* Start DATASET RECORDS *
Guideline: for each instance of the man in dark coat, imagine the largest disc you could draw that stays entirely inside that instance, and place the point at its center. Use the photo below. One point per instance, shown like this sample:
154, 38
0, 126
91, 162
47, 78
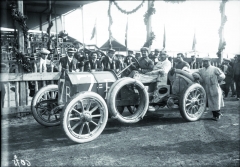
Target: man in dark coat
93, 63
108, 63
193, 63
236, 75
68, 62
227, 70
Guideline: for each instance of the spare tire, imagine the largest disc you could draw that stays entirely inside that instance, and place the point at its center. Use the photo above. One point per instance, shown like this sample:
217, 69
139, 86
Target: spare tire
141, 105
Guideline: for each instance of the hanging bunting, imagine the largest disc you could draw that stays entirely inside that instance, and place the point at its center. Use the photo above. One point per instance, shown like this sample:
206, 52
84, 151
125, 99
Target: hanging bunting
128, 12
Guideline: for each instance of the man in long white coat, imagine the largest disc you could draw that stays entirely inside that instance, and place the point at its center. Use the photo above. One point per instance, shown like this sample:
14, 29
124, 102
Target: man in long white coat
211, 77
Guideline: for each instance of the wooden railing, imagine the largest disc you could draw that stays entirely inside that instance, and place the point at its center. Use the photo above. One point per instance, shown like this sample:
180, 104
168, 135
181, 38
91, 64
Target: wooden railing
10, 84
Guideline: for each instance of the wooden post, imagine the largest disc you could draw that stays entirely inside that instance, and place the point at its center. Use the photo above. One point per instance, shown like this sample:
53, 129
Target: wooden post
22, 86
149, 24
221, 30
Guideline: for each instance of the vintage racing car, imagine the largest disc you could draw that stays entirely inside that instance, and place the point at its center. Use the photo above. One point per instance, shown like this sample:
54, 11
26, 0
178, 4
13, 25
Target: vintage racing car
83, 101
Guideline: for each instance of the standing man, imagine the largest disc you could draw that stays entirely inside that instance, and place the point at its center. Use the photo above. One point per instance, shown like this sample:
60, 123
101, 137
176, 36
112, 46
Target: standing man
227, 70
155, 57
108, 63
93, 63
79, 55
193, 63
68, 62
181, 64
236, 75
146, 64
212, 76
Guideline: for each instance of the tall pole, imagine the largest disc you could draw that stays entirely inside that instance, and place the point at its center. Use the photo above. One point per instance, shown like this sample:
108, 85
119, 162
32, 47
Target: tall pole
149, 24
22, 85
83, 31
221, 32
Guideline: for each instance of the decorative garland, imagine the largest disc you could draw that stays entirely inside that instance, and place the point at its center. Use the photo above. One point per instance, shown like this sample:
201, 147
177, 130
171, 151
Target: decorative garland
151, 10
150, 41
222, 44
21, 58
110, 23
174, 1
128, 12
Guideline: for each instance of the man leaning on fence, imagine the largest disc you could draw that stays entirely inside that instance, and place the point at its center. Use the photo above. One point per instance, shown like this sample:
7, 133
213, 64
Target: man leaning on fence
68, 62
212, 76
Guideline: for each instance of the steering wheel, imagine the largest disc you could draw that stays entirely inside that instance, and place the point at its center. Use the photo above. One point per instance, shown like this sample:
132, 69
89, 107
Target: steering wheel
134, 62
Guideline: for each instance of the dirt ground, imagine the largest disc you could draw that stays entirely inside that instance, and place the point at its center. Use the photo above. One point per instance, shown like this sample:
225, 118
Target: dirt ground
154, 141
* End DATASET RECORDS *
--- OBJECTIVE ---
Rewrite the lines from the one with "Guideline: for each instance of the steering" through the last of the rows, switching "largest disc" to "biggest circle" and leaving everything else unchanged.

--- EXERCISE RESULT ---
Guideline: for each instance of the steering wheel, imagine the biggest circle you could draw that stays entirely inside that instance, and place the point at its center. Use the photo above. One point per instance, shown like this sample:
132, 69
89, 107
Target: steering wheel
134, 62
Guideline: for each instance of the dirt ground, imagine the biggest circle you could draw that stays entirely inside that instance, and place the point at its center. Use the photo above. One point per instance, shown like this sample:
225, 118
Target: dirt ground
154, 141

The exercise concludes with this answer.